>> start Given passage
Commanders and leaders
- Guy de Levis Bouchard de Marly Simon de Montfort: Raymond-Roger, Count of Foix

Strength
- ~750: ~2000

Casualties and losses
- Light: Heavy

= Battle of Saint-Martin-Lalande =

Battle during the Albigensian Crusade

The Battle of Saint-Martin-Lalande was a military engagement which took place in September 1211 during the Albigensian Crusade. The battle took place in the Occitania region of Southern France near the town of Saint-Martin-Lalande. A southern army led by Raymond-Roger, Count of Foix was defeated by a crusader army led by Guy de Levis and Bouchard de Marly.

== Background ==

In September of 1211 a southern army led by Raymond VI, Count of Toulouse besieged the crusader leader, Simon de Montfort, at Castelnaudary. The southern army numbered around 5000 men, and besieged the crusader garrison of about 500 knights and sergeants. During the siege Simon sent his marshal, Guy de Levis, to gather reinforcements and organize supplies for Castelnaudary.
>> end Given passage
*The task:* Extend the account of the Battle of Saint-Martin-Lalande, picking up right after its last sentence.
>> start Data
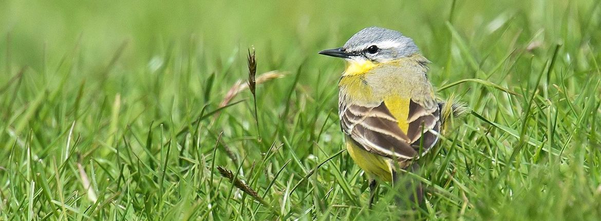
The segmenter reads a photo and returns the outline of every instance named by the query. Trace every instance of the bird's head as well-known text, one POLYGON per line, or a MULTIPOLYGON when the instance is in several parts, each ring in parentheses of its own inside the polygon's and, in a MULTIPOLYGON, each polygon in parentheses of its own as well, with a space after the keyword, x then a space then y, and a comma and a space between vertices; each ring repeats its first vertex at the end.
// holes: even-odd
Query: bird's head
POLYGON ((379 64, 397 61, 419 53, 412 39, 400 32, 379 27, 363 29, 341 47, 320 54, 346 59, 347 71, 364 73, 379 64))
>> end Data
*The result:*
Guy traveled to Narbonne to raise troops, but the citizens only agreed to fight if the viscount, Aimery, went with them. Aimery, who previously fought at the Siege of Minerve, refused and so Guy was only able to gather around 300 soldiers. Recruitment around Carcassonne raised another 500 men but most deserted. In Lavaur, Bouchard de Marly was able to recruit 100 knights and the Navarrese mercenary Martin Algai brought 20 knights with him. Bouchard and Martin travelled to Carcassonne and joined Guy where they escorted a supply train making its way to Castelnaudary. The supply train contained wine, biscuit, wheat, oats, and other supplies that were needed by Simon's besieged forces.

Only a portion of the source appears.